--- SHORT PROBLEM A ---
Rewrite the records as a numbered list, from their first line up to and including the line with "[[126, 125]]", leaving out blank lines.

--- PASSAGE SHOWN ---
......

Kouchner was listed by Time magazine in 2004 as one of the ‘hundred most influential people in the world’, for having ‘supported us intervention in Iraq in the name of human rights’. In 2002, at the request of Total, he agreed to write a report to decide whether the company was guilty or not of having forced villagers to work for nothing on a gas pipeline in Myanmar, with the support of the country’s army. Though Kouchner acquitted the company of this charge, Total agreed to pay 10,000 euros each to several hundred people subjected to forced labour, as the price of avoiding international opprobrium. It is high time that Kouchner, now sixty-seven, should land a job with international prestige. His connection with Sarkozy was made via the good offices of Bernard Tapie, ex-minister and ex-convict. It is quite natural that Kouchner should join the very core of the French media–political oligarchy, where he will undoubtedly bring a dose of the picturesque. ‘If he’s not loyal to his friends, how will he be loyal to his ideas?’ asked the present head of Médecins du Monde. It seems a pointless question.
22 May
The feeling of déja-vu that I’ve felt since the election results is suddenly explained: the enthronement of Sarkozy is a remake of Giscard’s installation in power. I consult the issues of L’Express and Le Monde from May–June 1974. Only 12 per cent of the electorate abstained from voting, and Giscard set the tone in his first victory declaration: ‘You will not be disappointed: change is what I shall bring about, with you. Today marks the start of a new era in French politics, an era of rejuvenation and change.’ And the next day’s L’Express had the headline: ‘Giscard: 100 Days to Change Everything’.

......

--- DATA SECTION ---
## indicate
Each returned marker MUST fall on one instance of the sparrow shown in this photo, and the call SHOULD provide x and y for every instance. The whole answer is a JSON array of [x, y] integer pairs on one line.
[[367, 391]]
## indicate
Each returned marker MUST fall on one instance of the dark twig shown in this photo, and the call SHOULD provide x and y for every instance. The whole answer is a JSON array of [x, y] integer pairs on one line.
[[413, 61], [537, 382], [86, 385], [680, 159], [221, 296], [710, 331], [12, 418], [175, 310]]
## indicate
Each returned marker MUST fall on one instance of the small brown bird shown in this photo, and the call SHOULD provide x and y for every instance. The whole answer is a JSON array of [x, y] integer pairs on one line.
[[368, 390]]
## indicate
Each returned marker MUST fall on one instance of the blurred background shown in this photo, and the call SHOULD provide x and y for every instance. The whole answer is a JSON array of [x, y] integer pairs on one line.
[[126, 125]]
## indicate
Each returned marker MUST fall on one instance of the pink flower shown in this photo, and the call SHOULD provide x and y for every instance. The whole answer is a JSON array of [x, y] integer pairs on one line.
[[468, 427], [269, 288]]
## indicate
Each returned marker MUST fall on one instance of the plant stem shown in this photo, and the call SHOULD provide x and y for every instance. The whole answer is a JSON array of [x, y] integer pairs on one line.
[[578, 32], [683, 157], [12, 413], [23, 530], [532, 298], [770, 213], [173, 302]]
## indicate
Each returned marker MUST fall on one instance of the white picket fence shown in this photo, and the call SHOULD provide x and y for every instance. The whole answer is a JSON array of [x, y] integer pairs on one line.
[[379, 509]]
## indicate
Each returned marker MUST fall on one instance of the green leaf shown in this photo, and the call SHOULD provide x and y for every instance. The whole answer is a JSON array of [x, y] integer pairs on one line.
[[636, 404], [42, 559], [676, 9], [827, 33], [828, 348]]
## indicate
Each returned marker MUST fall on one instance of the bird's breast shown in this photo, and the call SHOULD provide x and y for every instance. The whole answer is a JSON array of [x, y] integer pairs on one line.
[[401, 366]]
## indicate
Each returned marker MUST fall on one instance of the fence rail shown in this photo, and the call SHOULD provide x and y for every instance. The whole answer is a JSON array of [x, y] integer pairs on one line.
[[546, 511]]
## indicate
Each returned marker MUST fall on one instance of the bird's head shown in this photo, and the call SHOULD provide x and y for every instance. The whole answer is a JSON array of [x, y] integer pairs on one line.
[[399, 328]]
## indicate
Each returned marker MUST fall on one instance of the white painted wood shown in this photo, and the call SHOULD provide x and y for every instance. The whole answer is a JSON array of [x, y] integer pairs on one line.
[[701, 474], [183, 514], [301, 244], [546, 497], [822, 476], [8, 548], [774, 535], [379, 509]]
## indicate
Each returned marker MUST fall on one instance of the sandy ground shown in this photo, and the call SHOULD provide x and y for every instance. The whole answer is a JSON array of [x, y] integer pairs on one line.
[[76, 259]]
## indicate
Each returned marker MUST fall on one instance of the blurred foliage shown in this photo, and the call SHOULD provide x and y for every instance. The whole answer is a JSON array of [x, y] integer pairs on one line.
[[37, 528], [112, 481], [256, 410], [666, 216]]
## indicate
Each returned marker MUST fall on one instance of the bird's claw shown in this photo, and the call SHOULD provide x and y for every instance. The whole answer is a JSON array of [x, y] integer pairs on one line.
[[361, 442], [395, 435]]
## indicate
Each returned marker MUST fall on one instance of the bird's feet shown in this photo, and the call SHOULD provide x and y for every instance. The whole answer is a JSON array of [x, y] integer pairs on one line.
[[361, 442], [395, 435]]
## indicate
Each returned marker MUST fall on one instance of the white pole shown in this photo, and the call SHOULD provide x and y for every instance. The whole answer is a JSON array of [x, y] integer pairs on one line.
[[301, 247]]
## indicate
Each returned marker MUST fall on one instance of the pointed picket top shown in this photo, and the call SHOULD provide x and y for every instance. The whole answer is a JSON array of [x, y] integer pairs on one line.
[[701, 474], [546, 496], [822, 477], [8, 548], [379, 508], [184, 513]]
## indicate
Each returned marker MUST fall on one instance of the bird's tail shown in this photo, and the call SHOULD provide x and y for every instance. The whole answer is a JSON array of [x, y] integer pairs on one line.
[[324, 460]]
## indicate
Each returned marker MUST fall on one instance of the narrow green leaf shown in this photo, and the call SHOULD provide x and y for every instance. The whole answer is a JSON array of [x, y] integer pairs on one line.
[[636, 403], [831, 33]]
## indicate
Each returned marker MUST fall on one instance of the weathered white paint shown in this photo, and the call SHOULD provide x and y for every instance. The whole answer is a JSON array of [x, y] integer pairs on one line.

......

--- SHORT PROBLEM B ---
In the passage on Kouchner and Sarkozy, translate this sentence into Spanish: "His connection with Sarkozy was made via the good offices of Bernard Tapie, ex-minister and ex-convict."

--- EXPECTED OUTPUT A ---
1. ## indicate
2. Each returned marker MUST fall on one instance of the sparrow shown in this photo, and the call SHOULD provide x and y for every instance. The whole answer is a JSON array of [x, y] integer pairs on one line.
3. [[367, 391]]
4. ## indicate
5. Each returned marker MUST fall on one instance of the dark twig shown in this photo, and the call SHOULD provide x and y for every instance. The whole answer is a JSON array of [x, y] integer pairs on one line.
6. [[413, 61], [537, 382], [86, 385], [680, 159], [221, 296], [710, 331], [12, 418], [175, 310]]
7. ## indicate
8. Each returned marker MUST fall on one instance of the small brown bird shown in this photo, and the call SHOULD provide x and y for every instance. The whole answer is a JSON array of [x, y] integer pairs on one line.
9. [[368, 390]]
10. ## indicate
11. Each returned marker MUST fall on one instance of the blurred background shown in this photo, and the call SHOULD provide x and y for every instance. The whole answer is a JSON array of [x, y] integer pairs on one line.
12. [[126, 125]]

--- EXPECTED OUTPUT B ---
Su conexión con Sarkozy se estableció gracias a los buenos oficios de Bernard Tapie, exministro y expresidiario.